* [Work to complete]
Rewrite the records below, changing each occurrence of "Target" to "Object" and keeping every other part of the lines the same.

* [Dataset entries]
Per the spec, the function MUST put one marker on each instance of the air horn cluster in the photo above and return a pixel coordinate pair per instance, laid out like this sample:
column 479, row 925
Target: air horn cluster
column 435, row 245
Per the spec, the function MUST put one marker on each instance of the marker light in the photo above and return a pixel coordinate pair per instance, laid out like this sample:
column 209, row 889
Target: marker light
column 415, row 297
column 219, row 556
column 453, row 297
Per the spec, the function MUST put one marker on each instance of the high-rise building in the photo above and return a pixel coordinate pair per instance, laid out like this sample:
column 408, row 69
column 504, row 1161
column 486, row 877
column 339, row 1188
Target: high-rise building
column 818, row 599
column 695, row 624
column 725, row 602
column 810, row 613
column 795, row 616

* [Exercise response]
Per the spec, the function MUST put one marker on each instance of the air horn cluster in the photo above and return a pixel coordinate pair per instance, laid out like this sample:
column 479, row 925
Object: air horn cluster
column 435, row 245
Per the spec, the function MUST put one marker on each instance of the marker light in the photo above and return a pixel coordinate pair per instance, laid out like this sample:
column 209, row 889
Object: marker light
column 415, row 297
column 219, row 556
column 453, row 297
Per the spec, the function MUST put one marker on each instance of the high-rise building in the photo above and return a pixel coordinate pair per instance, laid out like this sample:
column 408, row 69
column 504, row 1161
column 486, row 877
column 339, row 1188
Object: high-rise building
column 818, row 599
column 695, row 624
column 725, row 602
column 810, row 613
column 795, row 616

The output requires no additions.